Our goal will be to extract similar outcome data from each study to achieve consistency of results. If data are missing or difficult to interpret from a paper we will contact the authors for more information.
Before carrying out a meta-analysis we will assess heterogeneity by examining the characteristics of the study, the forest plot of results in the studies, and the results of the Chi
One review author (PYWM) will enter the data into RevMan 5 (RevMan 2012) and a second author (PGG) will check the data once it has been entered for errors and inconsistencies.
We will perform sensitivity analyses to assess how robust the results are to changes in the methods for the review, such as:
1. changing inclusion criteria, for example, timing, duration, dose and mode of administration of steroids;
2. excluding studies graded as No (high risk of bias) for methodological quality;
3. excluding unpublished studies.
Description of studies
Results of the search
The original electronic searches identified 247 reports of studies. These references were checked for potential inclusion in the review, in addition a further 296 references identified from the electronic search for a Cochrane review on surgery for TON (Yu-Wai-Man 2005) were also checked to ensure that no potentially relevant references were missed. It was clear from the abstracts that none were RCTs of steroids in TON. The following experts were contacted and no relevant trials were identified: Professors Roy W Beck, Andrew G Lee, Leonard A Levin, Alfredo A Sadun, Stuart R Seiff and Kenneth D Steinsapir.

Task statement: Can you extract, word for word, the part of the review excerpt that opens with the words containing "Our goal will" and closes with "for more information."?

Stored items from a collection:

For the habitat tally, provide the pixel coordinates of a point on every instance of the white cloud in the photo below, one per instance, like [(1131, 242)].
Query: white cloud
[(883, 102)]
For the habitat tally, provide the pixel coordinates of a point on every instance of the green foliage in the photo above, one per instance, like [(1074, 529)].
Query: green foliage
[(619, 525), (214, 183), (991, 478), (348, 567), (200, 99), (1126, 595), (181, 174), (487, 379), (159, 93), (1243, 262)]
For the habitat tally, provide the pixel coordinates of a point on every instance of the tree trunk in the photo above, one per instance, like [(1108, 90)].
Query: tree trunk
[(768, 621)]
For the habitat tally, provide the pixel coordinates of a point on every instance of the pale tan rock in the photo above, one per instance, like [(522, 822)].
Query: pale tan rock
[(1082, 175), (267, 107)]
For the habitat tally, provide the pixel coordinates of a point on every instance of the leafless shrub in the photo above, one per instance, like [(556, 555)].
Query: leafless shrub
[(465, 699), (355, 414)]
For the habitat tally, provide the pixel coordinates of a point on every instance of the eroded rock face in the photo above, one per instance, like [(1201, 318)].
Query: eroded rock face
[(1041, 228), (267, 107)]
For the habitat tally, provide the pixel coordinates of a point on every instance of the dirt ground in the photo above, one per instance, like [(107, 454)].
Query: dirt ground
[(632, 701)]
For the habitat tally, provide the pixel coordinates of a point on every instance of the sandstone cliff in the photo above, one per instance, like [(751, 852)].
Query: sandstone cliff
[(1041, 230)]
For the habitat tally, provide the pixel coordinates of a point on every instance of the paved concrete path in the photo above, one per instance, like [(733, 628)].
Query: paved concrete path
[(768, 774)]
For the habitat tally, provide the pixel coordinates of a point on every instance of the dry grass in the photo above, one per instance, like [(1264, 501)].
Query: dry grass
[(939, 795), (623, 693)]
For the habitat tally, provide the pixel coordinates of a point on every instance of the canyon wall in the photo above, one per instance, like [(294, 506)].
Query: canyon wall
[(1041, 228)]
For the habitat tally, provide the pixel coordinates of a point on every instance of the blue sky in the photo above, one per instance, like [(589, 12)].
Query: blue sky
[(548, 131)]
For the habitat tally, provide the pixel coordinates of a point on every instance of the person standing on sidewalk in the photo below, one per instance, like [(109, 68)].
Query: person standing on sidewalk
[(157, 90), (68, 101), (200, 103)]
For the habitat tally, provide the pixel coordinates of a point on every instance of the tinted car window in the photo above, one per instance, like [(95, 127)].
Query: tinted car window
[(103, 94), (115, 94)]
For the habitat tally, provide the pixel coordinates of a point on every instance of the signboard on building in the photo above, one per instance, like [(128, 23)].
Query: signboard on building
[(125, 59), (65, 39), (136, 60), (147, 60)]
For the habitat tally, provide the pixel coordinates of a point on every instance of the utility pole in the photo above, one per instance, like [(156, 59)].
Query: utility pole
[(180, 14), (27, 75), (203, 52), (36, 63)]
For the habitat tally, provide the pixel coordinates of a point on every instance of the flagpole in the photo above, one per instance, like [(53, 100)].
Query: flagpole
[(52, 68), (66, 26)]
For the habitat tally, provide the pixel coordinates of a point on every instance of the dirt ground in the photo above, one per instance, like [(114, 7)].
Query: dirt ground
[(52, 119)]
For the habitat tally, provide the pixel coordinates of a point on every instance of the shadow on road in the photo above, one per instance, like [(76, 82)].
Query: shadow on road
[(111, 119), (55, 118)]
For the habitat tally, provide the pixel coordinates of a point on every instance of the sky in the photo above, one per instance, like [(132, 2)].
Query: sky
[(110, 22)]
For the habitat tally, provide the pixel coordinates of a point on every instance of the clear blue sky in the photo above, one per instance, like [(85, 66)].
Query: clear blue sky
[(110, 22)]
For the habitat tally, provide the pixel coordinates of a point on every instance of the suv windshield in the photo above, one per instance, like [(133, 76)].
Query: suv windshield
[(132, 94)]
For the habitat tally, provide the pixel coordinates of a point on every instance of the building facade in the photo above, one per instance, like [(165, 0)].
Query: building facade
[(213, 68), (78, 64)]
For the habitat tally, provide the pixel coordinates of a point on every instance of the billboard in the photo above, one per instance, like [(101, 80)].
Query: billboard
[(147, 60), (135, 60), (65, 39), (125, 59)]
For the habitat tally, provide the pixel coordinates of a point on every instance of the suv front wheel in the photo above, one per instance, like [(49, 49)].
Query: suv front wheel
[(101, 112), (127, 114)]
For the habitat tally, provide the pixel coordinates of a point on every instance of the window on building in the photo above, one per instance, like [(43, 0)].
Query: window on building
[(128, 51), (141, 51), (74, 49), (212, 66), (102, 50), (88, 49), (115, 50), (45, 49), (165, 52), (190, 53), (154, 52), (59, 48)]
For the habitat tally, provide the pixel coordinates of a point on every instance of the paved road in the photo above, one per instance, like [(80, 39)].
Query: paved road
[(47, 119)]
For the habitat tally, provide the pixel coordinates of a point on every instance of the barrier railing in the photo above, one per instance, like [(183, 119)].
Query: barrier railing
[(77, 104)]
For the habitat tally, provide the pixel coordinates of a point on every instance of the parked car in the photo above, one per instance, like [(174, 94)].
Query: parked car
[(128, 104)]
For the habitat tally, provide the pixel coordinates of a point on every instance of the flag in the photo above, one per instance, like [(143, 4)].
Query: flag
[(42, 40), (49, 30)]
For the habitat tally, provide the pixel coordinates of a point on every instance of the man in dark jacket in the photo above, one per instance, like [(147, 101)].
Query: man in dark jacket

Response to this exercise:
Our goal will be to extract similar outcome data from each study to achieve consistency of results. If data are missing or difficult to interpret from a paper we will contact the authors for more information.